Stated goal: Reproduce every line of the items below in full. Adjust each number in the answer SVG markup, both the viewBox values and the path coordinates, by -14.

[Rows from a dataset]
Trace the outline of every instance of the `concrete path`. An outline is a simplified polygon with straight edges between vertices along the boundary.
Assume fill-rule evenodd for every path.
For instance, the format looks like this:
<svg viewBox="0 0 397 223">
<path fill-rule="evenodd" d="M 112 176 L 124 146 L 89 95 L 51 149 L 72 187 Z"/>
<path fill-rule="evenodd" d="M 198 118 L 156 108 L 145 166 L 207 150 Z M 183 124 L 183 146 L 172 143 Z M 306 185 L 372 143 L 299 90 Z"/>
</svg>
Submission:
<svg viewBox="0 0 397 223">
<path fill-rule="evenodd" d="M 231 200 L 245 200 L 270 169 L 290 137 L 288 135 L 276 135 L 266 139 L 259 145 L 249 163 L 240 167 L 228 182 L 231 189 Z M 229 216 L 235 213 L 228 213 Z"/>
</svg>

Written answer:
Trace the outline of every instance of the `concrete path`. An outline is a simplified polygon with straight edges between vertices along the boundary.
Assume fill-rule evenodd for every path.
For instance, the format looks like this:
<svg viewBox="0 0 397 223">
<path fill-rule="evenodd" d="M 112 176 L 124 146 L 89 95 L 51 149 L 72 187 Z"/>
<path fill-rule="evenodd" d="M 198 118 L 156 108 L 145 166 L 207 150 Z M 183 124 L 183 146 L 172 143 Z M 306 185 L 372 143 L 299 90 Z"/>
</svg>
Submission:
<svg viewBox="-14 -14 383 209">
<path fill-rule="evenodd" d="M 217 186 L 231 186 L 256 155 L 276 123 L 274 121 L 262 121 L 252 125 L 245 131 L 235 149 L 226 153 L 214 168 L 217 175 Z M 215 202 L 221 199 L 214 199 Z"/>
</svg>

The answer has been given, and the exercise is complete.